§ **GIVEN TASK A**
In the text on the 16 Days Campaign, which themes came up at the writing workshop with Staceyann Chin?
§ **GIVEN TASK B**
Repeat word for word the part of the 16 Days Campaign text between "Yesterday, December 10, was" and "in both cases.", inclusive.

§ **GIVEN PASSAGE**
· · · ·
Yesterday, December 10, was Human Rights Day and the final day of the Global 16 Days Campaign, also known as 16 Days of Activism Against Gender-Based Violence. A series of virtual and in-person events was hosted by Equality Bahamas, focused on rage and (anti-)resilience. We have been talking about the ways we experience and acknowledge our emotions, the ways we do not, and the consequences in both cases.

These events and direct engagement with people from various walks of life makes it clear that we need more time and space to be in conversation with one another. At Writing Our Rage: A workshop with Staceyann Chin, themes of family, work, friendship, and forgiveness came up. There was considerable space for sharing, and we all struggled, to varying degrees, to find the words for what we feel and what is encapsulated by rage. For many of us in The Bahamas, it seems easier to ignore our feelings, and to go along with whatever is happening or appears to be the norm. We have learned to find workarounds, assuming that there is no way to build or share the new reality we need. Since we can’t do what we want, we must at least try not to do what we do not want to do.

In the writing workshop, we talked about the problems we see in the world around us, but hyper-focused on The Bahamas. When we talk like this, it is almost as though we believe the challenges we face are unique to us and to this place. The truth is that these problems exist in many forms and in many places, some more obvious than others. We, however, as Bahamians and as residents of The Bahamas see the problems as uniquely Bahamian, specific to The Bahamas, and miss the view at the macro level.

At one point in the conversation, the question for all of us was a version of “How did/do you create or sustain the problem?” Staceyann Chin challenged us to think about our own participation in our relationships and our contributions to the dynamics we now feel that we endure rather than enjoy. We were encourage to view ourselves and our own situations as just one part of a larger world where other people also have interior lives with complications, stressors, and limitations.

Our conversations early in the campaign were about resilience and the expectation that we, as individuals, endure and overcome. It is a mark of good, strong character, the worlds tells us, to be able to go through the worst events under the most trying circumstances and not only survive, but seem happy about it. We are taught to make struggle look good, and keep pride as a priority. As human beings, however, we are not meant to do everything alone. We certainly need community to support us in difficult times. Our resilience, as we learned from author of The Resilience Myth, Soraya Chemaly, is dependent on our ability and willingness to be in community with one another, recognise (and not demonize ourselves for) our needs, ask for help, accept help that is offered. We do not all have the same struggles, so we may not all relate to one another, but it means that we have the means to help one another along using our own strengths, from know-how to resources.
· · · ·
§ **DATASET ROWS**
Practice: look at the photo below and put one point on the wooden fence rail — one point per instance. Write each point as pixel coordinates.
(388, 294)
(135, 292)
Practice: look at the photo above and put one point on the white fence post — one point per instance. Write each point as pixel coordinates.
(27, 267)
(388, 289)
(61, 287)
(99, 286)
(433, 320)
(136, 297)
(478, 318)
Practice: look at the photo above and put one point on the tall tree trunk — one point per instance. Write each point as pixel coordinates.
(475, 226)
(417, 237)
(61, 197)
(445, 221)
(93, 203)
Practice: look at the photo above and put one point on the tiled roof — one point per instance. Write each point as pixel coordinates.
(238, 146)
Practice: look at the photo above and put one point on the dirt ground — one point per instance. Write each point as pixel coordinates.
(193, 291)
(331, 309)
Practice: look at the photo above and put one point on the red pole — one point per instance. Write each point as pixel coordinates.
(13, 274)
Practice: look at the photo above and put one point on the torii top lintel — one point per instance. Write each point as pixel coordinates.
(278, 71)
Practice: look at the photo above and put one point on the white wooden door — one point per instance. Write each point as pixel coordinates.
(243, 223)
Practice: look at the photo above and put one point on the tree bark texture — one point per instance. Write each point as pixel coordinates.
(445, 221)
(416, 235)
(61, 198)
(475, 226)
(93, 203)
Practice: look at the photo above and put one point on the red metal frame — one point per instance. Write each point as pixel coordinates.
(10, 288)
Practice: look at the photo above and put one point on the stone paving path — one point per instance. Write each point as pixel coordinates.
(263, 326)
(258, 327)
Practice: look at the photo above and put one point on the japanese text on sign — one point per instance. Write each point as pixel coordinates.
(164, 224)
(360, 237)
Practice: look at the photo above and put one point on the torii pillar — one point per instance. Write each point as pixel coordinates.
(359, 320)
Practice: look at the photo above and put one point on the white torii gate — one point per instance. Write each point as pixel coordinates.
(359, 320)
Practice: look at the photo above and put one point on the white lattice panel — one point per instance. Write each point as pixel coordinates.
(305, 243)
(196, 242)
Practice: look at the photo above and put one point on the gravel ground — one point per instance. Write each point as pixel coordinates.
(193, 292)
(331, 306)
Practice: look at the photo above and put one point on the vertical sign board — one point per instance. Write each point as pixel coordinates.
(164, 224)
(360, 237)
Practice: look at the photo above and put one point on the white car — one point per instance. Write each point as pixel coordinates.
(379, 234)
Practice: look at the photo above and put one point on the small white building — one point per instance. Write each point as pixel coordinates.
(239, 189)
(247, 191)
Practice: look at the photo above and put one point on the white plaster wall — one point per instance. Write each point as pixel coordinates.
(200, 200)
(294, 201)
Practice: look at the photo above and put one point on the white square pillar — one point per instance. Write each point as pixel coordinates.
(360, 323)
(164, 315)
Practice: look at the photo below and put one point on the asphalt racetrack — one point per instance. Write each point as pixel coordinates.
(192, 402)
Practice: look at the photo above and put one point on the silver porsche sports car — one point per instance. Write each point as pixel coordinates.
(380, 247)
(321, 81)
· · · ·
§ **FINAL ANSWER A**
Family, work, friendship, and forgiveness.

§ **FINAL ANSWER B**
Yesterday, December 10, was Human Rights Day and the final day of the Global 16 Days Campaign, also known as 16 Days of Activism Against Gender-Based Violence. A series of virtual and in-person events was hosted by Equality Bahamas, focused on rage and (anti-)resilience. We have been talking about the ways we experience and acknowledge our emotions, the ways we do not, and the consequences in both cases.